───── 提示文 ─────

桑田と、音楽プロモーター宮治淳一(62)は、茅ケ崎小学校と同市立第一中学校の9年間を共にした。
中学1年生の時、宮治はプロ野球の巨人軍で活躍していた長嶋茂雄に憧れ、野球チームに入団。そこに桑田がいた。「桑田はピッチャーだったけど、球が遅くてね。みんな遅い球を待てなくて、振っちゃうの」と愉快そうに振り返る。
同じクラスになった中学3年生の時、宮治が音楽好きだと知った桑田が「おまえ、ビートルズ好きなんだって。うちにレコードあるよ」と誘った。
五つ上の姉の影響で音楽に興味を持っていた宮治は「小遣いをためて月に1度、東京のレコード店を巡っていた。この身を音楽で焦がしたい。レコードの奴隷だった」というほど。一方の桑田は4歳上の姉が聴かせてくれたザ・ビートルズや、内山田洋とクール・ファイブなどの歌謡曲が子守唄代わりだった。
ビートルズのレコードは当時2枚しか持っていなかった宮治。桑田家には全てそろっていると聞き、「行く!」と即答。放課後は桑田の家に入り浸るようになった。
桑田は私立鎌倉学園高校、宮治は県立鎌倉高校に進学。思春期になり異性が気になり始めた桑田だったが、男子校に進んだことから女子生徒との交流がほとんどなく、悶々(もんもん)とした日々を過ごしていたという。
それぞれの青春を送っていた1973年9月。高校3年生の文化祭で、宮治が2日間にわたり、ロック・コンサートを企画した。
英リバプールにあるライブハウス「キャバーン・クラブ」で歌うビートルズの映像を頭に描き、廃棄物だったげた箱を教室に運ぶなどして、洞穴のような雰囲気を出そうと試みた。茅ケ崎周辺のバンドを参加させようと思った時、桑田の顔が頭に浮かんだ。
「バンドやっていたよね?」と宮治。
「鎌倉高校って共学だよね!」と鼻息を荒くした桑田。
本当はバンドなどやっていなかったが、町ですれ違う鎌高の女子生徒の制服が頭をよぎり、「そう。オレ、やってたバンド!」とうそをつき、出演が決定。
「女の子にもてたい!」と3回練習をしただけの即席バンドで、人生初の大舞台に臨んだ。

───── データ部分 ─────

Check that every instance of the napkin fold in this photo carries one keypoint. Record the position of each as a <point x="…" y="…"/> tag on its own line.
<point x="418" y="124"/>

─────

_練習課題:_
**1)** 桑田と宮治の思い出を描いた文章をもとに、三つの問いに答えよ。
(a) 中学1年生の時、宮治が憧れていたのは誰か。
(b) 桑田に家へ誘われた当時、宮治が持っていたビートルズのレコードは何枚か。
(c) 宮治が文化祭でロック・コンサートを企画したのは何年何月か。
**2)** 桑田と宮治の思い出を描いた文章を、最後の文に続けて書き継いでください。
資料はこの作業には関係しない。

_課題の解答:_
**1)**
(a) 長嶋茂雄
(b) 2枚
(c) 1973年9月

**2)**
大トリを任された桑田たちだったが、ひとつ前の演者として茅ケ崎北陵高校の実力派が、矢沢永吉率いるキャロルの「レディー・セブンティーン」を軽快に歌い、観客を熱狂させていた。完全に萎縮。「負けるものか!」と向かったが、すでにメインは終わったと、教室はガラガラだった。
その差は歴然。しかし、そんな様子を物ともせず桑田は「69年の(カナダ)トロントライブで、ジョン・レノンがやったみたいに、即興でやろうぜ」と舞台に立った。
「マネー」などを歌う桑田に、宮治は「音楽はむちゃくちゃだけど、本物が現れた」と身震いがした。
小学6年生の時、「理由は分からないけれど、オレは音楽の道に進むな」と直感していたという宮治は、その姿を見て「オレは演奏ではなく聴くプロになろう」と決意した。
「素人だったけれど、桑田の表現力は桁違いだと感じた。こういう人がアーティストになるべきなんだ」
生まれて初めてのライブで、その楽しさを知った桑田は青山学院大学に進み、本格的にバンド活動を始める。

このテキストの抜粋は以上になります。